Snafu, this is a brilliant post on the Grillo demonstrations, excellent 
and clear, particularly this:

> what left-wing
> analysts seem to miss altogether is that the power of this grassroots
> movement does not reside in the expression of a particular political
> tendency, but, as Walter Benjamin used to say, in its "organizing
> function" i.e. in its ability to turn consumers into producers and
> “readers or spectators into collaborators.” (1978: 233) Obviously, this
> organizing function is not detached from the content, so to speak, of
> Grillo's message: only by portraying the establishment as a monolithic
> block, can the subjectivity of vast numbers of former "spectators" be
> mobilized and set in motion. 

What you're getting at, it seems to me, is the way the old Gramscian 
idea of mobilizing people against a "power bloc" takes on a new life 
through the organizing techniques and appropriation possibilities of the 
Internet. That's a major lesson for radical-democratic politics, which 
seemed to be making it through the ambient haze in the days of the 
anti-globo movement, back when net-organizing was new. Since then it has 
declined and not only gone untheorized, but above all, largely 
unpracticed. Still it's an amazing possibility and it's great how you 
show all sides of it, including the center-left worries that their 
newspapers may decline if subsidies are cut, which is of course a real 
possibility. And the absence of decent newspapers is becoming a real 
problem everywhere... because newspapers, too, are necessary for the 
Left to exist politically.

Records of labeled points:
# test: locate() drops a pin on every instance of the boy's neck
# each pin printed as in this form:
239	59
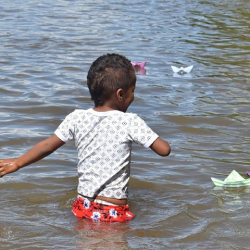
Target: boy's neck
104	108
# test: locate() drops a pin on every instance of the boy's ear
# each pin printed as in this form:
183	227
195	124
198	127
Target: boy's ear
119	94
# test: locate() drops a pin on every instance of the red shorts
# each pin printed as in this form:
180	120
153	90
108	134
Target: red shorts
99	212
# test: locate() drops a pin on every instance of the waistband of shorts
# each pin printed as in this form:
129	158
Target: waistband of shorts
96	200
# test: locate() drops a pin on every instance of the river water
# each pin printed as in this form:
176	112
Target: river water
45	52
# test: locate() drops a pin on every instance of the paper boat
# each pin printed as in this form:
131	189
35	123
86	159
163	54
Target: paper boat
182	70
233	180
139	64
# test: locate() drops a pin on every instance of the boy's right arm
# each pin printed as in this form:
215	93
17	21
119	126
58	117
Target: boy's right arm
161	147
38	152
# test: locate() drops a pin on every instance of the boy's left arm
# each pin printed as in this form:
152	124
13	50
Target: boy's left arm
38	152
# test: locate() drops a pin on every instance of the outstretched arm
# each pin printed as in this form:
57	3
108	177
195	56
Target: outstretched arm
38	152
161	147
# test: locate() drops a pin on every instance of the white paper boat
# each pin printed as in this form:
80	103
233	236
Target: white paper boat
233	180
182	70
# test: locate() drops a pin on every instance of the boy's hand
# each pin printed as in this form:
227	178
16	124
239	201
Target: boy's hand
7	166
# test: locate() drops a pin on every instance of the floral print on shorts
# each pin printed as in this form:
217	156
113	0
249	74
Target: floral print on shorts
99	212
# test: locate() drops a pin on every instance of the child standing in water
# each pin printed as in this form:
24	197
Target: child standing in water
103	136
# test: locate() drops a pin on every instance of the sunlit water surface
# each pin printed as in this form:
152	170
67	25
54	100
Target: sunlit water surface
46	50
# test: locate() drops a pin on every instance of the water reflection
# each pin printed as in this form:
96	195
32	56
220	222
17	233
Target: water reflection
46	50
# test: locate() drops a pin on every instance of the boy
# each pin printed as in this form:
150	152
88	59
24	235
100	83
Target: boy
103	136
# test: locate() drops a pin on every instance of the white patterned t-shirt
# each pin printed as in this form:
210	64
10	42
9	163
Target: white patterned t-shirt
103	141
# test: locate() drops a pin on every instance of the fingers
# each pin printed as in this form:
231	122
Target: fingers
7	166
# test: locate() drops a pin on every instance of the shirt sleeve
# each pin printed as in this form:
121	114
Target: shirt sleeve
141	133
66	129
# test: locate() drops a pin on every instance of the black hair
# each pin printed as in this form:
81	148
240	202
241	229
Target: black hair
107	74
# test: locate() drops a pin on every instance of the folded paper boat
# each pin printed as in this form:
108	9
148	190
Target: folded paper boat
233	180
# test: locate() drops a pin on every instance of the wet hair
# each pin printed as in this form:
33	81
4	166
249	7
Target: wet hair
107	74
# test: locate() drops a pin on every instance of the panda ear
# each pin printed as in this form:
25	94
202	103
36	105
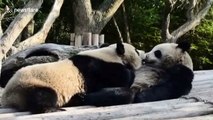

Work to do
1. Answer these questions about the message on the Grillo demonstrations:
(a) Whom does the quoted passage credit with the term "organizing function"?
(b) Whose idea of mobilizing people against a "power bloc" does the writer mention?
(c) What does the center-left worry may happen to its newspapers if subsidies are cut?
2. Render this sentence from the message on the Grillo demonstrations in Spanish: "And the absence of decent newspapers is becoming a real problem everywhere... because newspapers, too, are necessary for the Left to exist politically."
3. Extract the passage of the message on the Grillo demonstrations that runs from "Snafu, this is" to "set in motion.".

Written answers
1.
(a) Walter Benjamin
(b) Gramsci's; the writer calls it "the old Gramscian idea"
(c) The newspapers may decline.

2. Y la ausencia de periódicos decentes se está convirtiendo en un verdadero problema en todas partes... porque los periódicos también son necesarios para que la izquierda exista políticamente.

3.
Snafu, this is a brilliant post on the Grillo demonstrations, excellent 
and clear, particularly this:

> what left-wing
> analysts seem to miss altogether is that the power of this grassroots
> movement does not reside in the expression of a particular political
> tendency, but, as Walter Benjamin used to say, in its "organizing
> function" i.e. in its ability to turn consumers into producers and
> “readers or spectators into collaborators.” (1978: 233) Obviously, this
> organizing function is not detached from the content, so to speak, of
> Grillo's message: only by portraying the establishment as a monolithic
> block, can the subjectivity of vast numbers of former "spectators" be
> mobilized and set in motion.